_Problem statement_. For this exercise, repeat all of the material verbatim apart from its images.

_A block of data_.
════════════════════

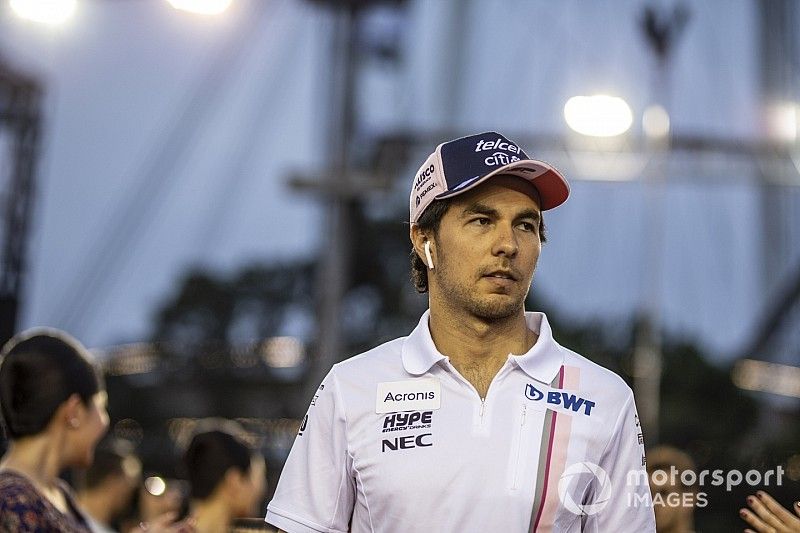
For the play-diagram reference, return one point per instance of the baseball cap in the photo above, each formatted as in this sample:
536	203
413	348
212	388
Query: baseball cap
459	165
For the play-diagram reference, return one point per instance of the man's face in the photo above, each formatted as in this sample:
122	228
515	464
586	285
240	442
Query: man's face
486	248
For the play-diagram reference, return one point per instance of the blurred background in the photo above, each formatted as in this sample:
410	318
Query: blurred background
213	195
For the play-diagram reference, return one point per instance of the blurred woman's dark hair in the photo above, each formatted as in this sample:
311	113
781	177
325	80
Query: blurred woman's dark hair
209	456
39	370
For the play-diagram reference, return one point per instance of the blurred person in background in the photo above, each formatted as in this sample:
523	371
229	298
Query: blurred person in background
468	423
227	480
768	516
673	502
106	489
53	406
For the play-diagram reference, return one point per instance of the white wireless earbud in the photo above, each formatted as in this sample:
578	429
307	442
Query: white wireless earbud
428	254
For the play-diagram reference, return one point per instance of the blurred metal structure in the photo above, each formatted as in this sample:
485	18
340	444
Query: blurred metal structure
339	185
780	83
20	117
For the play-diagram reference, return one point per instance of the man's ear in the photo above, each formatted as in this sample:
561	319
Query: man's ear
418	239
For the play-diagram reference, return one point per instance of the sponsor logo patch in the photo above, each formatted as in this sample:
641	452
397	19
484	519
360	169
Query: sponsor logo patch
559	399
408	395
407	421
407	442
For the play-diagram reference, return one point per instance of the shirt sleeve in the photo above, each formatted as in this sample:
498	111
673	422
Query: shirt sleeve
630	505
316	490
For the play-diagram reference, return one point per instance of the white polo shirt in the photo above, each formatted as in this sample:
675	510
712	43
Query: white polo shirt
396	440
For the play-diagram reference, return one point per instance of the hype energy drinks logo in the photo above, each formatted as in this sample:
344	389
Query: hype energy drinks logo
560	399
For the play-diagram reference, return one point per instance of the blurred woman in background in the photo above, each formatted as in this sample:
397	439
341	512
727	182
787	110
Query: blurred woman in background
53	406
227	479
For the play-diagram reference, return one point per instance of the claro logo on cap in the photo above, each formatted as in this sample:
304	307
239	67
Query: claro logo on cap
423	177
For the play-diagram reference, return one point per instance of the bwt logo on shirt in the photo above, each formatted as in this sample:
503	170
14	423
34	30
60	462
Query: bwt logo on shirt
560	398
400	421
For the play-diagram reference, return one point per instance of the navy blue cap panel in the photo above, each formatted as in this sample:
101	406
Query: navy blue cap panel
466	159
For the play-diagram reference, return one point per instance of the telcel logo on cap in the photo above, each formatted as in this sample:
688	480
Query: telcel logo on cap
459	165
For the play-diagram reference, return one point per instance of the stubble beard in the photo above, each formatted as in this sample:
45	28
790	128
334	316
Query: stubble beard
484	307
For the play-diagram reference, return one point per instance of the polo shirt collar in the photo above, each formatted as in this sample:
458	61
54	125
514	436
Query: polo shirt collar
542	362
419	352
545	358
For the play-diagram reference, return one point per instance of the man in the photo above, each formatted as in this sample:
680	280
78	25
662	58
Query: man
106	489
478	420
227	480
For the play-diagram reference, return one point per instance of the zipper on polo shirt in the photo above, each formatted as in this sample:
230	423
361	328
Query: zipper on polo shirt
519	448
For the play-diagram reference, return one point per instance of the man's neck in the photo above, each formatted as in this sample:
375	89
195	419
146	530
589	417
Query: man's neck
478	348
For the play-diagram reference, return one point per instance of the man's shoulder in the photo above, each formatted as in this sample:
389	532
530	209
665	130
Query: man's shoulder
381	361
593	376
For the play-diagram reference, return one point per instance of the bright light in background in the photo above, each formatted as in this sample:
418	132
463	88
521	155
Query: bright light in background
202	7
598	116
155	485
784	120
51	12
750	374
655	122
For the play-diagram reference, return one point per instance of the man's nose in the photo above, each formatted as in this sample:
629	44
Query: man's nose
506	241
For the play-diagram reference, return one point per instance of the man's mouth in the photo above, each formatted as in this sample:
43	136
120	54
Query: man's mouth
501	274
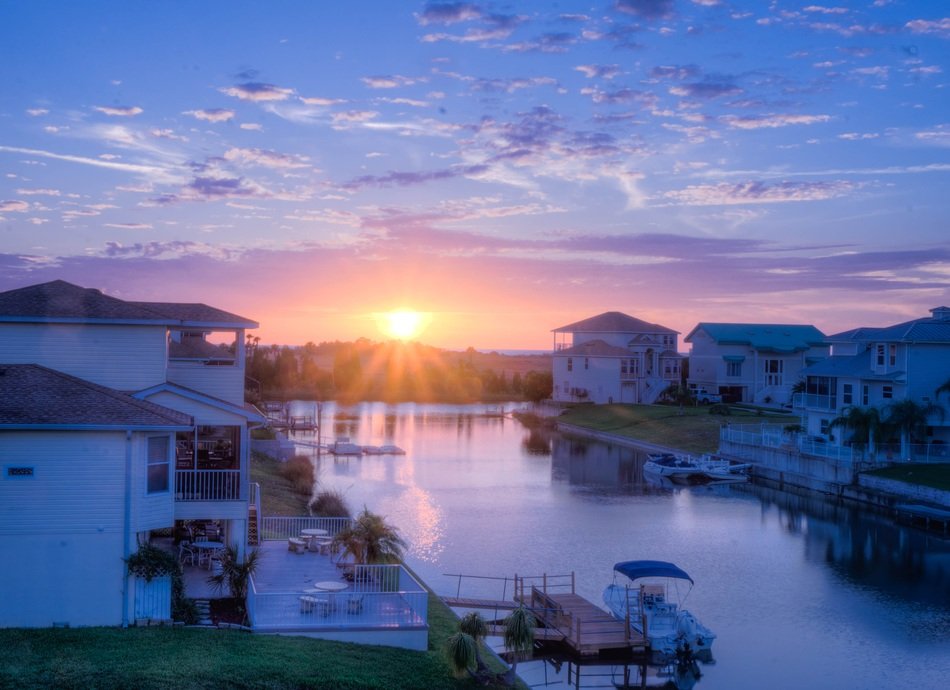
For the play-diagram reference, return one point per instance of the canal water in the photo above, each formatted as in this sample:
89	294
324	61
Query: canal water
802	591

════════════════════

_Task output_.
For the play-diagram reference, return one point per instance of the baseball cap in the photo above, each formatted as in this sample:
536	203
413	348
212	388
Query: baseball cap
459	165
For the play-diagram reference, return one point per instance of the man's face in the photo above, each formatted as in this sample:
122	228
515	464
586	285
240	442
Query: man's face
486	248
For the play-diagram reference, return one point per instance of the blurred background in the photo above, each formatted as in this sample:
410	318
Query: blurred background
213	195
For the play-diagram reference, return one point per instance of the blurred woman's dark hair in the photo above, each formatted as in this sample:
311	113
781	177
325	80
Query: blurred woman's dark hair
209	456
39	370
For the play-diagram reference, return one point per instance of the blurred person in background in the photo above, each formatted as in this sample:
523	371
229	298
Query: blurred person in background
468	423
227	480
768	516
673	502
106	489
53	406
For the play-diagram reference, return one point per instance of the white wireless earbud in the photo above, each formatted as in this sample:
578	429
307	442
Query: white wireless earbud
428	254
For the play-diagram reference, return one point per instance of the blurred metal structure in the photo above, each formatted as in this sample:
485	18
340	444
Query: blurred metal structure
339	185
780	83
20	117
For the play-diagram reference, return one point per instance of the man's ear in the photo above, each formatted as in this sample:
561	319
Query: man's ear
418	239
For the play-diagram reference, return one point per instance of the sponsor logo patch in the photo above, each formatted as in this sample:
641	452
397	19
484	519
360	169
Query: sponsor logo patch
559	399
408	395
407	421
407	442
For the play-diagram reference, return one point per instance of the shirt sleeve in the photo above, each formatted as in this sample:
498	111
673	422
Query: shirt sleeve
630	505
316	490
For the play-diagram reference, return one point per instance of the white polo shirt in the photo above, each formatted as in this sample:
675	510
712	43
Query: white polo shirt
396	440
For the play-diagram reference, return one point per instance of the hype energy drinks logo in the photo above, each formatted as in this sample:
344	389
Query: hype energy drinks logo
560	399
For the play-diagram reference, return one point per instance of the blurred woman in background in the photo above, each formatted as in this sample:
397	439
341	512
727	182
787	110
Query: blurred woman in background
53	406
227	479
For the play-diagram reference, return one point per instance of the claro logo on cap in the photo above, each formatted as in this sample:
304	307
239	67
Query: claro logo on cap
423	177
For the play-diagram reference, return one point per instance of the bwt logo on shirt in the photo above, each formatted as in this sample:
503	170
14	423
34	30
60	462
Query: bwt logo on shirt
560	398
400	421
For the play-diagram reference, return one point per instance of the navy blue cap panel in the photo above, each formatted as in this sample:
101	406
Query: navy blue cap panel
466	159
For the play-diagram reference, return one point per instance of the telcel logo on cap in the photo above, each formatted as in this sample:
688	480
Query: telcel logo on cap
459	165
For the play-diagram reference, return one point per instance of the stubble beard in the photo above, each formatted as in this sample:
45	28
790	128
334	316
Query: stubble beard
484	307
For the play-diagram reference, return one point per instance of the polo shirt collar in the photo above, each formatted as in this sample:
458	61
54	125
514	436
Query: polo shirt collar
542	362
419	352
545	358
For the play-diagram reference, return one point per instance of the man in the photo above, each formatted as in this sample:
680	280
78	25
662	58
Query: man
106	489
478	420
227	480
For the play-diagram reference, return one point per instance of the zipper on polo shirt in the photo above, each formatted as in this sample:
230	423
361	328
Query: zipper on polo shirt
519	448
For the play-diagram reference, return one point per instance of the man's neck in the photo above, each formatted as in this sample:
375	89
195	419
146	530
589	417
Query: man's neck
478	348
For the play-diagram reference, return one point per instance of the man's shoulder in the photo above, each formatted as in this sample:
389	532
530	209
665	130
Query: man's shoulder
381	361
593	376
For the play-diagram reference, return one point per instance of the bright light in background in the photo above, each formatted as in this sample:
418	132
463	88
521	155
Query: bright light in background
202	7
598	116
155	485
784	120
51	12
750	374
655	122
For the play-diagram reference, return one point per instance of the man's nose in the photo above, each formatted as in this sample:
629	44
Query: man's nose
506	241
For the play-diagram reference, return one point per instance of the man's mouth in the photo above, each formatted as in this sample:
43	136
120	54
Query: man's mouth
501	274
For the play-diagram reference, return one point per instance of the canal water in the photo above, each formatted as in this sample:
89	294
324	61
Query: canal water
802	591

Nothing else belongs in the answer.